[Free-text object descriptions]
=== Section Start ===
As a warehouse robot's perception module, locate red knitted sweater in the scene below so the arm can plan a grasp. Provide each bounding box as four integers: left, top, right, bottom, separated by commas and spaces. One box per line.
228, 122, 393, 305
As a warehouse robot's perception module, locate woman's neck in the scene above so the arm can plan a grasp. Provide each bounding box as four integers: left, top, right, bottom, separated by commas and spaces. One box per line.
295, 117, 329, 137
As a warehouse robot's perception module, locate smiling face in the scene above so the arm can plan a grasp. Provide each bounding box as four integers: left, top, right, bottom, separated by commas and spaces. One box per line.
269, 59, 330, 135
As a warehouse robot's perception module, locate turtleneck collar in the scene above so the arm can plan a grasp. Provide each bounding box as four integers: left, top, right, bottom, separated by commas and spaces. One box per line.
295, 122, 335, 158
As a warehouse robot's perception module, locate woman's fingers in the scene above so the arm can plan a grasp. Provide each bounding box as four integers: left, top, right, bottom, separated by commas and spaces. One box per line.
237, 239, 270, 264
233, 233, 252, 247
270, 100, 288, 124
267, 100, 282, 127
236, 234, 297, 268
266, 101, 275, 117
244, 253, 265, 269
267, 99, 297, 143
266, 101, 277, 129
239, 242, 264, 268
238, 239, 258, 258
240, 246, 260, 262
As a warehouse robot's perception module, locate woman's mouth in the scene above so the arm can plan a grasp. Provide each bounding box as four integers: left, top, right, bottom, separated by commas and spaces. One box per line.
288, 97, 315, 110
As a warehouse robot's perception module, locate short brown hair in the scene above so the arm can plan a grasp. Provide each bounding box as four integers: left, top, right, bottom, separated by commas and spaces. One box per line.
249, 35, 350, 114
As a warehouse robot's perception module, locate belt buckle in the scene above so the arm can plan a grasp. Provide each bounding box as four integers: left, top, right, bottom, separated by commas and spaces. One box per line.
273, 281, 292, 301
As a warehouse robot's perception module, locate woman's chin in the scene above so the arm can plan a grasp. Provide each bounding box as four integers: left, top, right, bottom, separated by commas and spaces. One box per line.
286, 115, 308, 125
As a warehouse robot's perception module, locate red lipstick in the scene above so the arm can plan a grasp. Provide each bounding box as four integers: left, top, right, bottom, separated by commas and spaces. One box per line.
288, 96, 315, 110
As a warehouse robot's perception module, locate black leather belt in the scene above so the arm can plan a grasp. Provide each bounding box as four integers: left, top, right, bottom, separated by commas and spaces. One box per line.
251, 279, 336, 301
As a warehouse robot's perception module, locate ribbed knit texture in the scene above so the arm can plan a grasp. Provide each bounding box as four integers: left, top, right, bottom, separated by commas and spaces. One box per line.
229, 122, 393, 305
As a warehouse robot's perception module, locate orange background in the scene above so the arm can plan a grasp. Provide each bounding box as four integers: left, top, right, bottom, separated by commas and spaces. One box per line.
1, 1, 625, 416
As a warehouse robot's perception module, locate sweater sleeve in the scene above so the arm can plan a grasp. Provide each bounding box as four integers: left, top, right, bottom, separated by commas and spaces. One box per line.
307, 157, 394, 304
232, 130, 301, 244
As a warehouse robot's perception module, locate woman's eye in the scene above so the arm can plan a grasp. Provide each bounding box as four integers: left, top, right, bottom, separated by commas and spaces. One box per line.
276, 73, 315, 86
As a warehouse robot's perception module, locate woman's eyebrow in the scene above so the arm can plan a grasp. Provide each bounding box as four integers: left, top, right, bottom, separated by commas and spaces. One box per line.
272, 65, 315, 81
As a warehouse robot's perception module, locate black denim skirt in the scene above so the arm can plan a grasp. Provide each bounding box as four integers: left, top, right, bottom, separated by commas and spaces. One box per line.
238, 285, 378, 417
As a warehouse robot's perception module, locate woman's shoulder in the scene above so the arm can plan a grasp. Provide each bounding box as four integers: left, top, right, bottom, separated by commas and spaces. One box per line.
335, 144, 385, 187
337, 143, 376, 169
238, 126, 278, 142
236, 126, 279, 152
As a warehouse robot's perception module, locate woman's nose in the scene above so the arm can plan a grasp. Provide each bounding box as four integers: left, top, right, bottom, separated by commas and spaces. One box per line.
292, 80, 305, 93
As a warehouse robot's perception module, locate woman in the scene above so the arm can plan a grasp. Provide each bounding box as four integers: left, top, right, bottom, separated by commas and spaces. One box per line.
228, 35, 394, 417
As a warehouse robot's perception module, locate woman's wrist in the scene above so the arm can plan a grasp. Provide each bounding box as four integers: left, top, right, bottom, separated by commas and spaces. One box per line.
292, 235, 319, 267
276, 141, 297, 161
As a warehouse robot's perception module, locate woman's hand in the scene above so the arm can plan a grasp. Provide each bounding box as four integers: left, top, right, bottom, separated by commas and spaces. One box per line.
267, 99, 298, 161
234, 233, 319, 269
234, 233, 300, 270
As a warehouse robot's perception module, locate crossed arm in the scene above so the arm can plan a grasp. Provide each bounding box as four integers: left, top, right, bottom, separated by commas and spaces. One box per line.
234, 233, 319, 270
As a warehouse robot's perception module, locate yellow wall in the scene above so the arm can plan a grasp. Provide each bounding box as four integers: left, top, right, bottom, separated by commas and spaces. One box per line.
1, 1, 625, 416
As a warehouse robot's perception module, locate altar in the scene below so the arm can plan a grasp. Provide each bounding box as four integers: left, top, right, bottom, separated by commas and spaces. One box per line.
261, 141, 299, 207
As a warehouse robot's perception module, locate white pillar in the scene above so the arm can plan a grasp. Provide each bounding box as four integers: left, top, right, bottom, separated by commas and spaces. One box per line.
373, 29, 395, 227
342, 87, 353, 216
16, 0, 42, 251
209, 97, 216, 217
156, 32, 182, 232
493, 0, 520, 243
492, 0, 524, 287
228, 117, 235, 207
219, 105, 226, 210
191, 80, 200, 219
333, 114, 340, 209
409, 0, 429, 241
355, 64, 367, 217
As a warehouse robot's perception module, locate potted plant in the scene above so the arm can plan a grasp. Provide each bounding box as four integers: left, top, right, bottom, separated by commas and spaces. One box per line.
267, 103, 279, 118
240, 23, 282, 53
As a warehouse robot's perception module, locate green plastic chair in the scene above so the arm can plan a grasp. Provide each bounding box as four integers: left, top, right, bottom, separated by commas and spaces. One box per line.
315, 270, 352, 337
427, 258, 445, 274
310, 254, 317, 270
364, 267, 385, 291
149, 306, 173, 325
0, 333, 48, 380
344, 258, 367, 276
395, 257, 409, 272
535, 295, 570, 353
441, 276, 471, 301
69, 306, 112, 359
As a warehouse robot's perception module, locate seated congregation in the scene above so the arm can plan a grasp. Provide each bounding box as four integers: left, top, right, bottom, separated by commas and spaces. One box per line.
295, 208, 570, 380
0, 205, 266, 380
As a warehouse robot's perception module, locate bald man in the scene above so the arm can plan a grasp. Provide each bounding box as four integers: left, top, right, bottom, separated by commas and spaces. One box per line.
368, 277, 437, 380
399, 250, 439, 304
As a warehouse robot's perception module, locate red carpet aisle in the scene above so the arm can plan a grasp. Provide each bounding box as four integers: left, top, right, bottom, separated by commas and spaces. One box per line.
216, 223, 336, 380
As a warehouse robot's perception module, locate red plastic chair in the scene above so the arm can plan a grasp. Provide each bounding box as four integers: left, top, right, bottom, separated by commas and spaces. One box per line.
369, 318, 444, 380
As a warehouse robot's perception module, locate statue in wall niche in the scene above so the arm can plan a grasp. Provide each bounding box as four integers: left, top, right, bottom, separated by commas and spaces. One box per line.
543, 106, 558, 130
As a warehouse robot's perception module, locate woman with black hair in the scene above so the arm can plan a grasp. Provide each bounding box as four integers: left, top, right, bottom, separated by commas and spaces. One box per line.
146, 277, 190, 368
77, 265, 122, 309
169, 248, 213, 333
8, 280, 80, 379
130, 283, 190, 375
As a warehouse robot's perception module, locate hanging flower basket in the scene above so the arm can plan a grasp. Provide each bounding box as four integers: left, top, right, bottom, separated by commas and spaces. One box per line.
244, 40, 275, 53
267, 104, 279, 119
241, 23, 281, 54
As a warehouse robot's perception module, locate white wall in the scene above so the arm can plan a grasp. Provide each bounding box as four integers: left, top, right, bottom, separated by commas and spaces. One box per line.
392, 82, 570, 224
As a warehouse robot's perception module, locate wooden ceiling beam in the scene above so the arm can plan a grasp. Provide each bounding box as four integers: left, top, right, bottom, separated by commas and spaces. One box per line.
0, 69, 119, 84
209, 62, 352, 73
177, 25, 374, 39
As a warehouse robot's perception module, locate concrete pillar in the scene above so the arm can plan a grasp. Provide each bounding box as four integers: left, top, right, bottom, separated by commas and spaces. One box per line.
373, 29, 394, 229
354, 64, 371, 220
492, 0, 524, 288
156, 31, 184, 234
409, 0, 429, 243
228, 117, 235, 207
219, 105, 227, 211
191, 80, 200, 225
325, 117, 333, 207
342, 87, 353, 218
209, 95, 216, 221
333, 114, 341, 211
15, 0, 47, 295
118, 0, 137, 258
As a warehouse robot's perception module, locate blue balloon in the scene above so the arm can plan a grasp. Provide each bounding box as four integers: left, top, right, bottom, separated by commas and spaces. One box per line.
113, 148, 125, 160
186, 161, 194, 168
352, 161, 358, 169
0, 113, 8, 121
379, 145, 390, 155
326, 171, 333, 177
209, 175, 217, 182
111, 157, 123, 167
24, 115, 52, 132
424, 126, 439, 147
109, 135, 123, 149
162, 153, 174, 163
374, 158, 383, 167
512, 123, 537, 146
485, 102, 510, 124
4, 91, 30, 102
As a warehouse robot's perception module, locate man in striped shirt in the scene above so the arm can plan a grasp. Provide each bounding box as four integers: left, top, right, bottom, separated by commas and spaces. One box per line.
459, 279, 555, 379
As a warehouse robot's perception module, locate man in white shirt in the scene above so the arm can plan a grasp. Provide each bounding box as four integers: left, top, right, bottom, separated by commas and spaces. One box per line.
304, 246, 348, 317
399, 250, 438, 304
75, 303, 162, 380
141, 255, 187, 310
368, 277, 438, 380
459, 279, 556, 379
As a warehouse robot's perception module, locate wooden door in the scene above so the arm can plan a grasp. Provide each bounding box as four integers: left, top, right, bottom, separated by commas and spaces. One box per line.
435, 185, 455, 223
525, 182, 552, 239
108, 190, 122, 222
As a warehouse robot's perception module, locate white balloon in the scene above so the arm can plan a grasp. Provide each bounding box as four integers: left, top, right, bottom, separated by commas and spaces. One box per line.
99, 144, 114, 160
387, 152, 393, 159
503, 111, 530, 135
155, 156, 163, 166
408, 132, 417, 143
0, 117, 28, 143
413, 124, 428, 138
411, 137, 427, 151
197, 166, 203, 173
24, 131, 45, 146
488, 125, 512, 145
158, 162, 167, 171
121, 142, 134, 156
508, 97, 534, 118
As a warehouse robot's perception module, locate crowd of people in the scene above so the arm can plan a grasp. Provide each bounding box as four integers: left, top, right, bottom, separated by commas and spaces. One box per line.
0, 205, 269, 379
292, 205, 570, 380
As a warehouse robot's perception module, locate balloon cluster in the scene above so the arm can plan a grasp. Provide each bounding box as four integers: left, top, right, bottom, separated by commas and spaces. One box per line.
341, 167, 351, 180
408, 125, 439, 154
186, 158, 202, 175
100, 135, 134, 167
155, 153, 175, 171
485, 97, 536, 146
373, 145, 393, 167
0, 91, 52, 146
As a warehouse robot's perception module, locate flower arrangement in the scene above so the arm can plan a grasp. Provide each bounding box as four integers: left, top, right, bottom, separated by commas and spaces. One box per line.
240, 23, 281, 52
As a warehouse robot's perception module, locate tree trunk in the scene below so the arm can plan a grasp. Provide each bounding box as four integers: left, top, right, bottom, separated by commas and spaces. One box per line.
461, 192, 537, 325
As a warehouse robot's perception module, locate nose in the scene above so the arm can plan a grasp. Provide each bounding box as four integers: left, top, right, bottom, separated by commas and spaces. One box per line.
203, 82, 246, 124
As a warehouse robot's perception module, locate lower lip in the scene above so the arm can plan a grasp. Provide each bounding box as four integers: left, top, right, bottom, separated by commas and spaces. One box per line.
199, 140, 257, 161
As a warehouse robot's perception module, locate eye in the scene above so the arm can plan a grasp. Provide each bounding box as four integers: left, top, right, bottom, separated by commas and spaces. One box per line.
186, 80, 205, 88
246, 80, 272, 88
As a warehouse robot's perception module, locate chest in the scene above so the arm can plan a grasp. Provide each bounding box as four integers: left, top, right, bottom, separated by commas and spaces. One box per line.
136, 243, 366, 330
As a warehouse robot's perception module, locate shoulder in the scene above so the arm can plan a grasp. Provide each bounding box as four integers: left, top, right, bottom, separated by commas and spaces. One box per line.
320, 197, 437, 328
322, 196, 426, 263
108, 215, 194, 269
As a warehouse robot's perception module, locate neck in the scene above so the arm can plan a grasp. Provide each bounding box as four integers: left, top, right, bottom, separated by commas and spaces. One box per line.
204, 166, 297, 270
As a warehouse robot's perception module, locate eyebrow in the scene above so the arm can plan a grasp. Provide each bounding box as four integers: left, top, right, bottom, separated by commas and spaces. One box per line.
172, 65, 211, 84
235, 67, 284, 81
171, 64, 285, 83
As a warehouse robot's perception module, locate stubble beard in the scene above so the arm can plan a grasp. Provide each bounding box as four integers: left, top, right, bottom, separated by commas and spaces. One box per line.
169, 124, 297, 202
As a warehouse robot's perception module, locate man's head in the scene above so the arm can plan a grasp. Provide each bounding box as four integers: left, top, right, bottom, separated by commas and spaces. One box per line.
=== Section End ===
#### WHAT IS NEEDED
Beginning at the line containing "As a warehouse robot's perception module, locate stubble", repeat each line exactly through the last line of the entries, and include no other lines.

#### EXERCISE OUTPUT
As a warehouse robot's perception module, locate stubble beard in the scene above so the arm can plan a grasp. Provide each bounding box as four integers: left, top, right, bottom, separated by commas and spaces. One box per line.
169, 124, 297, 202
As a warehouse robot's perception module, locate man's head in the scene above so the arm can plan a grasp. Provide each bounding box as four integers: left, top, right, bottom, separated by commas and spaces. One box per line.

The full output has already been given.